_Tasks and exercises_.
1: Name each level of Bloom's taxonomy mentioned in the text on classifying discussion prompts.
2: According to the text on classifying discussion prompts, why was the highest Bloom's level found within a prompt used as the code for the whole prompt? Answer in one to three sentences.

It is important to note that many discussion starters included multiple questions for students to consider (see “Appendix”). In general, this was not an issue when classifying prompts according to Andrews’ typology since many of his categories (e.g., shotgun, analytic convergent, etc.) were defined based on this characteristic. However, classifying multiple questions within a single discussion prompt using Bloom’s taxonomy was more difficult; that is different questions within the same prompt often represented different levels of thinking. To address this issue, we made the decision to “code up” (Garrison et al. 2001). That is, we used the highest level of Bloom’s taxonomy coded within a prompt as the final code for that entire prompt. This was based on the rationale that if one question required analysis, for example, in addition to knowledge or comprehension, students were still being prompted to think analytically to answer that portion of the prompt. This is similar to what Bradley et al. (2008) did in which the final code used for a response was that which represented the highest level of thinking observed.

After coming to consensus on the classifications for the 92 discussion prompts, we then selected 18 discussions (2 from each of the final 9 Andrews’ categories; see Table 1) to use for the analysis of students’ postings. Questions were selected with the goal of including at least one prompt from each course. After meeting this criterion, we then selected discussions that included a relatively greater number of student posts (more breadth) or greater amounts of interaction (more depth), and/or provided the clearest examples of the question types. Finally, one additional question was selected based on the fact that it was one of the relatively few prompts that represented the higher levels of Bloom’s taxonomy (synthesis and evaluation). The final set of 19 question prompts is included in the “Appendix”.

_Rows_.
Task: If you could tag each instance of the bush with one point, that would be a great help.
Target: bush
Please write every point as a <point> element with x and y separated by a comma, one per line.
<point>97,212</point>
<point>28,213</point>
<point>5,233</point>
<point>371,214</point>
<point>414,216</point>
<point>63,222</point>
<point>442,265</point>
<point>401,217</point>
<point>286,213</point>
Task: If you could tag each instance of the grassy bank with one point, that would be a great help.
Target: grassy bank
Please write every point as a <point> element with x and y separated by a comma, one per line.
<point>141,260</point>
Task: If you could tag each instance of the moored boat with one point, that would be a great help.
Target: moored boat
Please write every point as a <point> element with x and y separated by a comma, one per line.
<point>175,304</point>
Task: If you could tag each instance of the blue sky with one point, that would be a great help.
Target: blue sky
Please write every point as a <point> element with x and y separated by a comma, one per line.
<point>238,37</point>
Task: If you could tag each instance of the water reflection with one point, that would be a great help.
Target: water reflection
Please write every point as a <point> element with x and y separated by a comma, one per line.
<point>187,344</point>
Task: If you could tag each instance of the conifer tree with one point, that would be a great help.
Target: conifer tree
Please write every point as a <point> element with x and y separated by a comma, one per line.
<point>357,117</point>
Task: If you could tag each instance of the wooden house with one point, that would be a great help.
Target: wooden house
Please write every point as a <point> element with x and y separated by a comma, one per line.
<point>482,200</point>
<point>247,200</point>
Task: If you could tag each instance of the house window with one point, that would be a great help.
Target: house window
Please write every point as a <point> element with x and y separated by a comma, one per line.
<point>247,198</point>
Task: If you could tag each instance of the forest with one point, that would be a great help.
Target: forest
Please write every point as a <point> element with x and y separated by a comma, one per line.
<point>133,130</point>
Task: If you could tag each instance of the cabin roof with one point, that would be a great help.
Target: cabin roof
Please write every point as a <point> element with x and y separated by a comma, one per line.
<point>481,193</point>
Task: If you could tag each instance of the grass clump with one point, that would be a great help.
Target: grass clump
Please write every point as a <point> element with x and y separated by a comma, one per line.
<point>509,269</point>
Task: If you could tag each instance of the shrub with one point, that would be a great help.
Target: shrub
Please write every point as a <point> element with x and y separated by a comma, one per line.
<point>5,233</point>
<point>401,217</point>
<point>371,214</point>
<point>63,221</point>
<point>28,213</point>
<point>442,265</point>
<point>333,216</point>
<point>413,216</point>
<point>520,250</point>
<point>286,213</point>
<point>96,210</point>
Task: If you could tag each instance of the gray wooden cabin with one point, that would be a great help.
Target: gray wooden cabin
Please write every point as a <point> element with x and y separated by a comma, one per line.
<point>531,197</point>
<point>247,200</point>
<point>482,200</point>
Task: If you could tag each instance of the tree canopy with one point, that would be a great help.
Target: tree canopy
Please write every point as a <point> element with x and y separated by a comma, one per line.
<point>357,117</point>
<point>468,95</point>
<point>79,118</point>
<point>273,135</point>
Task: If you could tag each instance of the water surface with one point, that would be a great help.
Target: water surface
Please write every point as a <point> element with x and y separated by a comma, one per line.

_Results_.
1: Knowledge, comprehension, analysis, synthesis, evaluation

2: A question requiring a higher level, such as analysis, still prompted students to think at that level to answer that part of the prompt, even when other questions in it called only for knowledge or comprehension. Coding up this way also matches the approach of Bradley et al. (2008), who coded each response by the highest level of thinking observed.